- REQUIRED ACTION
A verbatim copy of the full data, with no pictures, is the expected answer.

== == ==

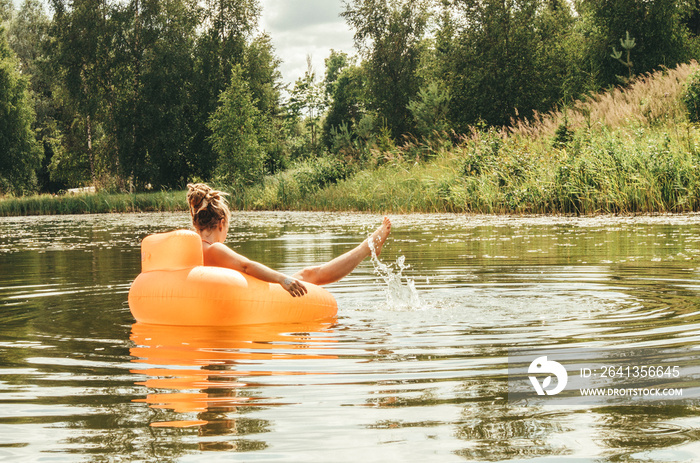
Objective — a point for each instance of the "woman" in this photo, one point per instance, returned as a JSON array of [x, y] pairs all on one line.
[[210, 217]]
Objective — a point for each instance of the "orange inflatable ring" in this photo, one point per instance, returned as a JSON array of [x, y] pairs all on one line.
[[175, 288]]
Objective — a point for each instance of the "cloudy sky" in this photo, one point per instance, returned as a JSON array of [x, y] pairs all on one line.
[[305, 27], [299, 28]]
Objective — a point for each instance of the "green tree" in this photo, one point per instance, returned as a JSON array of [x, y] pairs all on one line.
[[20, 153], [28, 34], [307, 102], [235, 134], [261, 71], [501, 59], [348, 99], [221, 44], [388, 35], [430, 109], [6, 10]]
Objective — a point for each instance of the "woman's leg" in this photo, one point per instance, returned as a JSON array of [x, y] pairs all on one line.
[[342, 265]]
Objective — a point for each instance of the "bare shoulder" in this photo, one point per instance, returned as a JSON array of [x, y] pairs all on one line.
[[220, 255]]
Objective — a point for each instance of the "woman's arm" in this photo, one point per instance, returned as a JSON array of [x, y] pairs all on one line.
[[220, 255]]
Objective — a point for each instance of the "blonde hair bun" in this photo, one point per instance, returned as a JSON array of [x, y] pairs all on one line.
[[207, 206]]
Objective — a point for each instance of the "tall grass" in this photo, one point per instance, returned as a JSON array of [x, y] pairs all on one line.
[[93, 203], [623, 151]]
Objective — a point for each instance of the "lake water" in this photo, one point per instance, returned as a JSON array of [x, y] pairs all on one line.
[[415, 368]]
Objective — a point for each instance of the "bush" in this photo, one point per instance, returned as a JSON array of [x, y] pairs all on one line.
[[691, 97]]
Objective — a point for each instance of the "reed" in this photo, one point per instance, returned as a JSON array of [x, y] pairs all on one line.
[[163, 201], [627, 150]]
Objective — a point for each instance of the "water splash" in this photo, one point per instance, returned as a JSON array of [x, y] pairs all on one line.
[[401, 292]]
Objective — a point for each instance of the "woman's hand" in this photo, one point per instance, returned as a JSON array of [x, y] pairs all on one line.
[[293, 286]]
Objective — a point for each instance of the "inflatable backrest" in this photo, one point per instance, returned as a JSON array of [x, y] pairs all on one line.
[[175, 250]]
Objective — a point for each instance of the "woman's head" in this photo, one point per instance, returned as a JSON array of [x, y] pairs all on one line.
[[207, 206]]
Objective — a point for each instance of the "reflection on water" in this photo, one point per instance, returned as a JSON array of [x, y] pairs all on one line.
[[413, 369]]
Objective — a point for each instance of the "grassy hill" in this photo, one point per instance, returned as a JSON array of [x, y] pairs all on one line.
[[627, 150]]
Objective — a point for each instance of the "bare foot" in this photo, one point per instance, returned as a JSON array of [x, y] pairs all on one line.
[[377, 239]]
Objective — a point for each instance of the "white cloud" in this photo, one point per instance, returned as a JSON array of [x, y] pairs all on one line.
[[305, 27]]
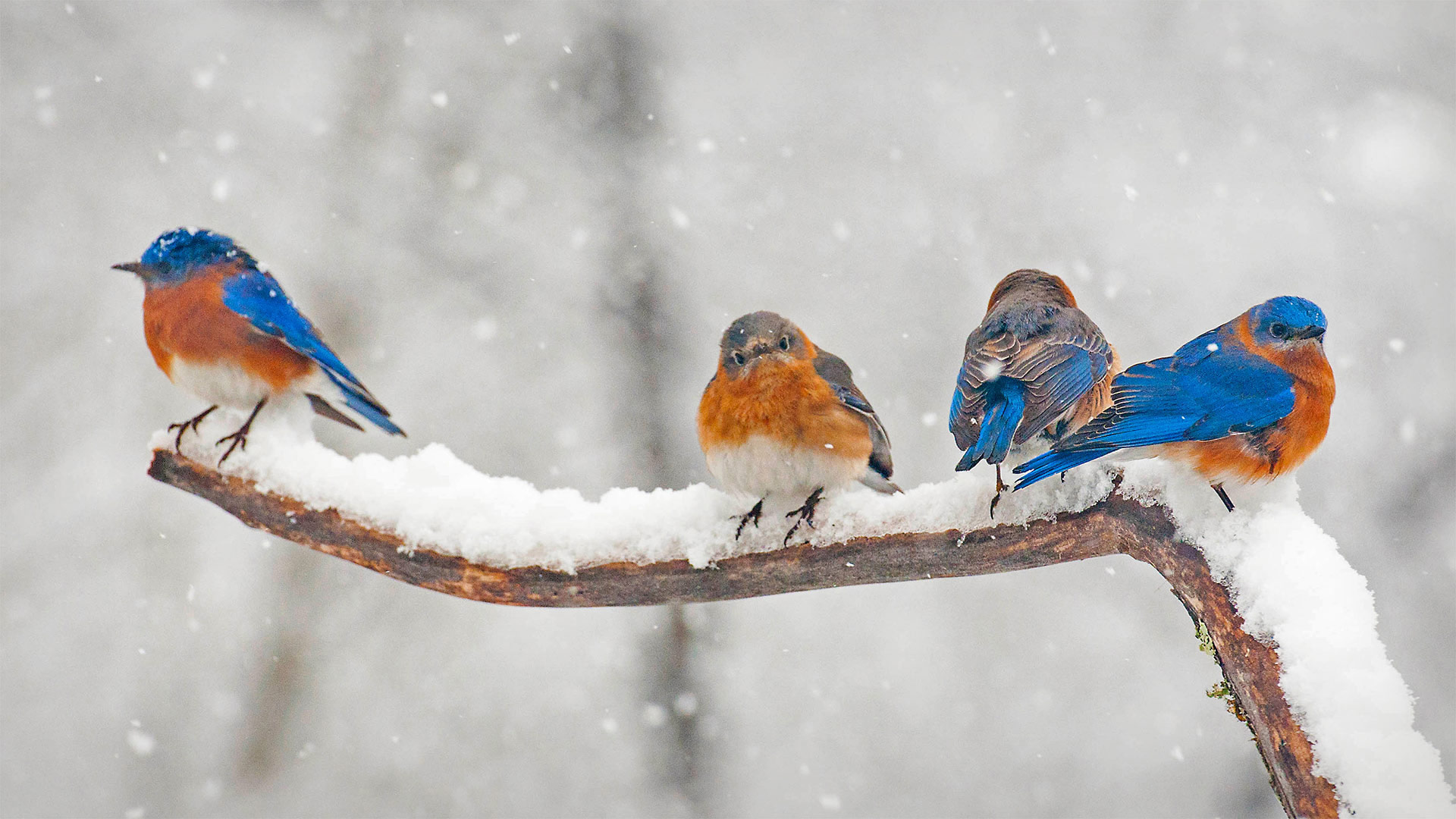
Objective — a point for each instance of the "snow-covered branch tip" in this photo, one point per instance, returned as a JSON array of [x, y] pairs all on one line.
[[1114, 525]]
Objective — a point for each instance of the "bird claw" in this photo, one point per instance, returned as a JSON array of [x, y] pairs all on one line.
[[1223, 496], [752, 515], [182, 426], [1001, 487], [239, 436], [805, 513]]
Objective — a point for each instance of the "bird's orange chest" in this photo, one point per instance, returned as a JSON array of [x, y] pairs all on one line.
[[1286, 444], [188, 321], [786, 401]]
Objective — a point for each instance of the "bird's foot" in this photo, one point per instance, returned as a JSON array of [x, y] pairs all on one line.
[[1223, 496], [752, 515], [182, 426], [805, 513], [1001, 487], [239, 436]]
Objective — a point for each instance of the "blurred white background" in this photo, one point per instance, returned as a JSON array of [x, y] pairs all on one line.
[[525, 226]]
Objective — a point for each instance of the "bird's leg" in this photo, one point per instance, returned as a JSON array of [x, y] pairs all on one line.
[[181, 426], [1223, 496], [240, 436], [804, 512], [1001, 487], [752, 515]]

== == ==

- ANSWER SECTION
Objective — a point for each instance of the "woman" in this photo, one point per instance, returned as a JSON array of [x, y] pairs all on one line.
[[210, 217]]
Objective — a point for each instance of the "orange inflatable ring" in this photo, one point per instance, returned as a JSON array of [x, y] pairs all on one line.
[[175, 288]]
Objective — a point for each instance of the "cloudy sky" in this photo, one point per instance, returned as a JSON array of [x, y] pairs all on one line.
[[305, 27], [299, 28]]
Objective — a point for each instance of the "green tree" in this photo, one point per instance, returned as a JSON array of [x, y] pairs all on one line.
[[20, 153], [28, 34], [307, 102], [235, 134], [261, 71], [501, 59], [348, 99], [221, 44], [388, 35], [430, 109], [6, 10]]
Objective — a point for each instance of the "woman's leg" in this photo, one point per instance, returned as a JSON array of [x, y] pairs all on one line.
[[342, 265]]
Objective — a point for each instance of the "bare shoulder" in this photo, one point per instance, returned as a JSON array of [x, y] pairs all on one line.
[[220, 255]]
Objective — a point for each instance of the "woman's arm" in this photo, one point per instance, returned as a JSON array of [x, y] pairs all on one line.
[[220, 255]]
Objective — a point for each instance of the "blonde hair bun" in this photo, one point per instance, returned as a JSON array of [x, y] pairs all on one line.
[[207, 206]]
Objective — a point for each instance of the "tall grass" in this photo, one point per instance, returned as a JSON array of [x, y] pairs all on one line.
[[93, 203], [623, 151]]
Objective — a point for each instance of the "lake water" in this photo, one point per instance, returned as a JSON array of [x, y] pairs all on one line.
[[415, 368]]
Objective — a point for each instance of the "bush" in this photo, one point per instance, returned as a JSON array of [x, y] pairs all on one line.
[[691, 97]]
Objective — a point for each instance of the "reed" in this photo, one point per instance, returned as a JSON array of [x, y] pairs all on one line.
[[163, 201], [627, 150]]
Objective — a point for each instance of the "water splash" in this photo, one point per instance, returned as a JSON array of [x, y] pairs all on one line.
[[401, 292]]
Objective — a point for each instance of the "woman's hand" in this photo, one point per instance, returned as a JSON array of [x, y] pairs all on one line.
[[293, 286]]
Objective — a point for each instance of the "inflatable backrest" in this photo, one point per instance, returned as a JSON array of [x, y] pairs all on one line.
[[175, 250]]
Objective — a point for each instance of the "woman's head" in this photo, one point per instance, returned as a JSON array of [x, y] pairs all on one line.
[[207, 206]]
Objective — a point for each instance of the "reflection on water" in this photo, one point per instance, returned as a JSON array of [x, y] pairs all on one line.
[[413, 369]]
Objective — a point for each instance of the "grassy hill" in this photo, one point per instance, returned as a JSON array of [x, y] pairs all on one line.
[[627, 150]]
Objective — a point for each instance of the "bare foot" in this photo, one point per instance, returned as a JSON array of [x, y] pairs all on one line.
[[377, 239]]
Objective — a point for each instance of the "white cloud" in this photo, one point per instance, returned as a JSON array of [x, y] pairs all on one line.
[[305, 27]]
Objective — a point for each instance of the "snow-covered branch tip" in this photo, one point per instance, returned as a JSON array of [x, y] pairs all on one line.
[[1114, 525]]
Objective — a point for each instance of the "bird claw" in this photo, one point per instance, returned as a JSON array of [x, y] pairs all on one line.
[[1223, 496], [752, 515], [182, 426], [1001, 487], [239, 436], [805, 513]]
Objective — a point for each instance of the "bird's orange chest" in this photo, one point per instance, returned as a JSON array of [x, y] pairs all on one line.
[[1286, 444], [188, 321], [786, 401]]
Objective — a point for each instance of the "bird's foot" in this photo, one point per instance, returned as a JSON array of [x, y] pairs all on one line.
[[1223, 496], [752, 515], [182, 426], [805, 513], [1001, 487], [239, 436]]
Objective — a point for each instance of the "blurred white background" in this photo, one point per instance, returned as a JSON array of [x, y] pairs all on one line.
[[525, 226]]
Objective — a point for each instance of the "bird's leg" in this photo, one point per instance, returned as a JSON array of [x, y] pairs all on one line.
[[181, 426], [1223, 496], [240, 436], [804, 512], [1001, 487], [752, 515]]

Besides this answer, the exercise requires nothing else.